◆ **Task directions**
For the entries below, repeat exactly each line starting with the one that contains "positive clicks: (516, 349)" and going on through the one that contains "positive clicks: (512, 184)", and no others.

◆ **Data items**
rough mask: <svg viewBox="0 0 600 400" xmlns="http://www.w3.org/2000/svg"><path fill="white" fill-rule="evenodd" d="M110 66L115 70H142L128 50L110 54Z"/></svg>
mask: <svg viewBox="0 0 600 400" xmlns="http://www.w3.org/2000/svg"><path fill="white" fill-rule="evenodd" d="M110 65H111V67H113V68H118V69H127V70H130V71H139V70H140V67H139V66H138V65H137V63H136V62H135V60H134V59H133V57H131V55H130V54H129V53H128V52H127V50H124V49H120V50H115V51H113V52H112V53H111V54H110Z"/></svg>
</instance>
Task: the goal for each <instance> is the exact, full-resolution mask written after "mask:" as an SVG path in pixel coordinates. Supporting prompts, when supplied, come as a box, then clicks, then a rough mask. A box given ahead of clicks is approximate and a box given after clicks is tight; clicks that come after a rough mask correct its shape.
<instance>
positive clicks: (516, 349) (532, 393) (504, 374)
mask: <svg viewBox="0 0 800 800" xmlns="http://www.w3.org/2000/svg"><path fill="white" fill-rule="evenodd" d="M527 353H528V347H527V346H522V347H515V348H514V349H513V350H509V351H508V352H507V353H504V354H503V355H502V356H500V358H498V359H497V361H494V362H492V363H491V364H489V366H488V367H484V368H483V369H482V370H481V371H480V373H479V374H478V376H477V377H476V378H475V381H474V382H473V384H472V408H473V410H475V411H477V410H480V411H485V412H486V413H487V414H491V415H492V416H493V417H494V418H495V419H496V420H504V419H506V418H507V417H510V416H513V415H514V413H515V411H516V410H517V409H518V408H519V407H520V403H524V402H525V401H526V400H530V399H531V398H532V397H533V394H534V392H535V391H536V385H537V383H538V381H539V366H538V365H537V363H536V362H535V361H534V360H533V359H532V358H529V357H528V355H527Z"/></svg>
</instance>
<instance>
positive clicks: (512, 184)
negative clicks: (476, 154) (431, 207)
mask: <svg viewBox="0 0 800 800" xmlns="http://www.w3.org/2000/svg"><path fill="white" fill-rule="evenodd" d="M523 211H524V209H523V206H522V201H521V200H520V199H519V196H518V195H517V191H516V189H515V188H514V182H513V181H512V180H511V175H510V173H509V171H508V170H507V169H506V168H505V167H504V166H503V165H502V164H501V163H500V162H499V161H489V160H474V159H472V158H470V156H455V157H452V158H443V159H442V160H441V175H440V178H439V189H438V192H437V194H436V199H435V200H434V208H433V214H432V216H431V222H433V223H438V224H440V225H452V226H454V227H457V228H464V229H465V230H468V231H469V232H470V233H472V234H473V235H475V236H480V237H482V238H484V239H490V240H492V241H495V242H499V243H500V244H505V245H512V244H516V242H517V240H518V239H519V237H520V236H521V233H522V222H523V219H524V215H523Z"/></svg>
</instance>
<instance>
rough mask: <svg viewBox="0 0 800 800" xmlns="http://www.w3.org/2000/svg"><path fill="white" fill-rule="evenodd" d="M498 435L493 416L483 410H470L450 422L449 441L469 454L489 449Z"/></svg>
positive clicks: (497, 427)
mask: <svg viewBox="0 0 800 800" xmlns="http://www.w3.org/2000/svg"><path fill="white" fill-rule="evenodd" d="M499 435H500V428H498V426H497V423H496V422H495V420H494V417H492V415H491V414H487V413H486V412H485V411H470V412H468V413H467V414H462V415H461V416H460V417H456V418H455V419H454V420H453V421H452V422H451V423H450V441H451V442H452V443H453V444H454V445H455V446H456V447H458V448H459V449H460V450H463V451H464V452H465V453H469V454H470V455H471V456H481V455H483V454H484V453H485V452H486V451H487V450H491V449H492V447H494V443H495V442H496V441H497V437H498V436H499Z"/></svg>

◆ **Problem solution**
positive clicks: (516, 349) (532, 393) (504, 374)
mask: <svg viewBox="0 0 800 800" xmlns="http://www.w3.org/2000/svg"><path fill="white" fill-rule="evenodd" d="M527 353H528V347H527V346H522V347H515V348H514V349H513V350H509V351H508V352H507V353H504V354H503V355H502V356H500V358H498V359H497V361H494V362H492V363H491V364H489V366H488V367H484V368H483V369H482V370H481V371H480V373H479V374H478V376H477V377H476V378H475V381H474V382H473V384H472V408H473V410H475V411H477V410H480V411H485V412H486V413H487V414H491V415H492V416H493V417H494V418H495V419H496V420H504V419H506V418H507V417H510V416H513V415H514V413H515V411H516V410H517V409H518V408H519V407H520V403H524V402H525V401H526V400H530V399H531V398H532V397H533V394H534V392H535V391H536V385H537V383H538V381H539V366H538V365H537V363H536V362H535V361H534V360H533V359H532V358H529V357H528V355H527Z"/></svg>
</instance>
<instance>
positive clicks: (512, 184)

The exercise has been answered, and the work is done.